Exercise requirements: Only the lines below between the ones containing "Target: decorative wall ornament" and "Target: blue sky", inclusive, are to be reproduced, each exactly as it stands.

Provided material:
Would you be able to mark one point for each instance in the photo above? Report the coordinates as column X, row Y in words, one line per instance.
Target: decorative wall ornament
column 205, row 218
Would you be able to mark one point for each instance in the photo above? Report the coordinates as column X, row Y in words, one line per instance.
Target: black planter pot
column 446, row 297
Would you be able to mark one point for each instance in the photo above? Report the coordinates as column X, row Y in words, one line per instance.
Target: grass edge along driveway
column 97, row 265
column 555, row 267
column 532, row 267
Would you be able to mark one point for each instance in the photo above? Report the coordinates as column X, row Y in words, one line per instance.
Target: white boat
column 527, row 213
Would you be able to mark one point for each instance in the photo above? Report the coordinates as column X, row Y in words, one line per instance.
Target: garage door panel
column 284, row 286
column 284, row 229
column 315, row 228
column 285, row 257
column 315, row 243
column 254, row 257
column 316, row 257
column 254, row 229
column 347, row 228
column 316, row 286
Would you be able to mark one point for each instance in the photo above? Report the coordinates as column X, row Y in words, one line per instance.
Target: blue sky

...

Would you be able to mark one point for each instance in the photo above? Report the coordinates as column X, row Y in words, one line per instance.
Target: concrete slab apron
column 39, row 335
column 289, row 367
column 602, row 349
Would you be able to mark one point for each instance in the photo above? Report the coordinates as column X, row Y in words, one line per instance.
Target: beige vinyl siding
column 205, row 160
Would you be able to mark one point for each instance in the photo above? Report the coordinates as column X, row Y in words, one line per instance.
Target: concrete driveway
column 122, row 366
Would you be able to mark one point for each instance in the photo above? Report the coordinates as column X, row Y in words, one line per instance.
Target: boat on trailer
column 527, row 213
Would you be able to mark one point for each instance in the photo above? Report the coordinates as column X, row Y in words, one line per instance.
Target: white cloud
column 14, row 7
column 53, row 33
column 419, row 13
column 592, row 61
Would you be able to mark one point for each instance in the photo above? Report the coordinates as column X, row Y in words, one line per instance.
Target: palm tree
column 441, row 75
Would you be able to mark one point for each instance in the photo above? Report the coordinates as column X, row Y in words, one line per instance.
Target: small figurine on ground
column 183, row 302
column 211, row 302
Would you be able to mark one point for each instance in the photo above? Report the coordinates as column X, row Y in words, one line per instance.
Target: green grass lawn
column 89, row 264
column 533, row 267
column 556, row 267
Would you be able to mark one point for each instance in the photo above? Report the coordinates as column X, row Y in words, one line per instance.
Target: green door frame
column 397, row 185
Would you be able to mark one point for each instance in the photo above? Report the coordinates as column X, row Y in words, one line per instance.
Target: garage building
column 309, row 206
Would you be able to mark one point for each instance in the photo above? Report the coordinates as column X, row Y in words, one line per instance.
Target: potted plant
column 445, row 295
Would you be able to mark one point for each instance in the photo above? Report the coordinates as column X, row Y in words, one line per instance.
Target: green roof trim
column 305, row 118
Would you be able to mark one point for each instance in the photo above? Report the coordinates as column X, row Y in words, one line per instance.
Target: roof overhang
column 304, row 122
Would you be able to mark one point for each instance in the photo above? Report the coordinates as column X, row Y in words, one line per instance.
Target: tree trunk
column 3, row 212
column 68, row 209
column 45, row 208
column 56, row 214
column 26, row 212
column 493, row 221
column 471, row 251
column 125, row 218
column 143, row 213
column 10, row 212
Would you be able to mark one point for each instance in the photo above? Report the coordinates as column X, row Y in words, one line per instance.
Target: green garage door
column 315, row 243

Task result:
Target: decorative wall ornament
column 205, row 218
Would you be able to mark one point for each instance in the photo above? Report the coordinates as column X, row Y in words, one line per instance.
Target: black planter pot
column 446, row 297
Would you be able to mark one point for each instance in the photo above? Report the coordinates as column X, row Y in words, one line per instance.
Target: grass edge along driveway
column 97, row 265
column 555, row 267
column 532, row 267
Would you be able to mark one point for each instance in the photo above? Report the coordinates as column X, row Y in words, one line per instance.
Target: white boat
column 527, row 213
Would you be able to mark one point for each instance in the photo above? Report the coordinates as column X, row Y in words, one line per instance.
Target: garage door panel
column 284, row 286
column 284, row 229
column 315, row 228
column 285, row 257
column 315, row 243
column 254, row 257
column 316, row 257
column 254, row 229
column 347, row 228
column 316, row 286
Would you be able to mark one point for each instance in the photo above? Report the coordinates as column X, row Y in words, one line per instance.
Target: blue sky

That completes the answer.